Passage to read section start
Texas Legislature Approves Limited Medical Cannabis Bill

Cannabis advocates have scored a small but important victory in Texas as the state legislature passed a limited medical cannabis bill, Senate Bill 339, on May 19, 2015.

A vote of 108-38 from the House is what sealed the deal for the bill, and now it heads to the desk of Texas Gov. Greg Abbott. Previously, Abbott had pledged that he would veto any cannabis decriminalization bill, so it is unknown whether or not he will sign the bill into law.

Although many have praised the bill’s passage, supporters from both sides of the cannabis debate have criticized the measure, albeit for different reasons.

The majority of the opposition to the bill came from prohibitionists that fear that cannabis legalization of any kind will lead to increased crime, more children on drugs, and western civilization descending into a drug-fueled dystopia. On the House floor, debate over the bill was less than civil.

“This is a bad bill,” yelled Rep. Mark Keough over the cacophony of boos and shouts that filled the House chamber, according to The Texas Tribune. Surprisingly enough, those in the cannabis community have also come out in criticism of the bill.
Passage to read section end
Dataset records section start
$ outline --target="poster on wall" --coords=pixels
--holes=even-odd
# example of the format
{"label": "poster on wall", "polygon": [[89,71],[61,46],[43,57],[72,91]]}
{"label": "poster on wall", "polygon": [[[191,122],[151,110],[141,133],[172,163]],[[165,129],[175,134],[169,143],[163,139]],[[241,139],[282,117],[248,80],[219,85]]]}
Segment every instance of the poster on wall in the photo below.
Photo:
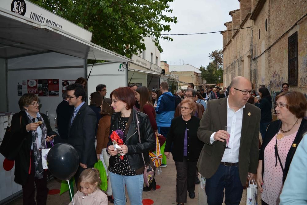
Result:
{"label": "poster on wall", "polygon": [[37,80],[28,80],[28,92],[33,94],[38,94],[37,91]]}
{"label": "poster on wall", "polygon": [[18,83],[17,85],[17,95],[21,96],[22,95],[22,86]]}
{"label": "poster on wall", "polygon": [[43,79],[37,80],[38,96],[48,96],[48,80]]}
{"label": "poster on wall", "polygon": [[138,87],[142,86],[142,83],[128,83],[128,86],[129,87],[130,87],[134,84],[136,84],[138,85]]}
{"label": "poster on wall", "polygon": [[64,92],[64,91],[66,89],[66,86],[68,85],[73,84],[76,82],[76,81],[75,80],[62,80],[62,92]]}
{"label": "poster on wall", "polygon": [[22,94],[28,93],[28,87],[27,86],[27,81],[25,80],[22,80]]}
{"label": "poster on wall", "polygon": [[49,79],[48,88],[49,96],[59,96],[58,79]]}

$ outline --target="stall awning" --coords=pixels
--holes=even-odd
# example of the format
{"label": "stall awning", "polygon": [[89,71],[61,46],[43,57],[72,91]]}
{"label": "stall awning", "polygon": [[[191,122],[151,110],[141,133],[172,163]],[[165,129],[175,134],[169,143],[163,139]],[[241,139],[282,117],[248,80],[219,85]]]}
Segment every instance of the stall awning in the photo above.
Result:
{"label": "stall awning", "polygon": [[138,72],[141,72],[143,73],[149,73],[150,74],[153,74],[153,75],[155,75],[157,76],[160,76],[160,74],[157,73],[155,73],[154,72],[151,72],[150,71],[147,71],[145,70],[138,70],[137,69],[128,69],[128,70],[130,71],[137,71]]}
{"label": "stall awning", "polygon": [[182,81],[179,81],[177,79],[174,78],[173,77],[172,77],[170,76],[167,76],[166,77],[168,78],[169,80],[170,81],[174,81],[174,82],[177,82],[178,83],[186,83],[185,82],[183,82]]}
{"label": "stall awning", "polygon": [[60,29],[0,8],[0,58],[50,51],[84,59],[132,61]]}

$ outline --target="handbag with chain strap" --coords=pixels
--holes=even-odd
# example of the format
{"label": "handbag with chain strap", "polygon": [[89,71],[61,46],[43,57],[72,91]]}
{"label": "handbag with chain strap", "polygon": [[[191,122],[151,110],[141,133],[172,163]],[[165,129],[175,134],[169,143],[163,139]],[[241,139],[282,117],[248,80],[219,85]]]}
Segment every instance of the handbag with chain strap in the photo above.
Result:
{"label": "handbag with chain strap", "polygon": [[[140,135],[140,127],[138,125],[138,124],[140,122],[138,121],[138,113],[136,114],[136,124],[138,125],[138,139],[140,140],[140,143],[141,143],[141,136]],[[147,187],[150,186],[150,184],[152,182],[154,176],[154,171],[153,169],[151,166],[149,164],[148,166],[146,166],[146,163],[145,163],[145,160],[144,159],[144,156],[143,153],[142,155],[142,158],[143,158],[143,161],[144,162],[144,165],[145,165],[145,169],[144,169],[144,172],[143,175],[143,177],[144,178],[144,182],[145,184]]]}

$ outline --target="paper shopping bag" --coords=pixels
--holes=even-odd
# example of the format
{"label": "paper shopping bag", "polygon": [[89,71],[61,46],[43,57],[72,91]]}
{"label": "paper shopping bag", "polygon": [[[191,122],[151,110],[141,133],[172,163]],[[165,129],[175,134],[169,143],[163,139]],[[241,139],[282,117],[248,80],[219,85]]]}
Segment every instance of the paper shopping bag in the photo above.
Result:
{"label": "paper shopping bag", "polygon": [[47,155],[50,149],[43,149],[41,150],[42,159],[43,161],[43,169],[48,168],[47,166]]}
{"label": "paper shopping bag", "polygon": [[249,186],[247,190],[246,205],[258,205],[257,201],[258,189],[256,182],[254,184],[254,181],[253,179],[252,181],[251,184],[250,181],[248,182]]}
{"label": "paper shopping bag", "polygon": [[98,162],[95,163],[94,165],[94,168],[96,168],[99,171],[100,179],[101,180],[102,182],[100,188],[104,191],[106,191],[108,188],[107,172],[101,160],[99,160]]}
Dataset records section end
Tasks to perform —
(1) According to the cannabis bill article, what was the House vote on Senate Bill 339?
(2) In the cannabis bill article, write out the stretch from "A vote of 108-38" through "for different reasons." again, replacing "veto" with "block".
(3) Using the cannabis bill article, explain why it is unknown whether Gov. Greg Abbott will sign Senate Bill 339 into law.

Task solutions —
(1) 108-38

(2)
A vote of 108-38 from the House is what sealed the deal for the bill, and now it heads to the desk of Texas Gov. Greg Abbott. Previously, Abbott had pledged that he would block any cannabis decriminalization bill, so it is unknown whether or not he will sign the bill into law.

Although many have praised the bill’s passage, supporters from both sides of the cannabis debate have criticized the measure, albeit for different reasons.

(3) Abbott had earlier pledged to veto any cannabis decriminalization bill, so it is uncertain whether he will sign this one.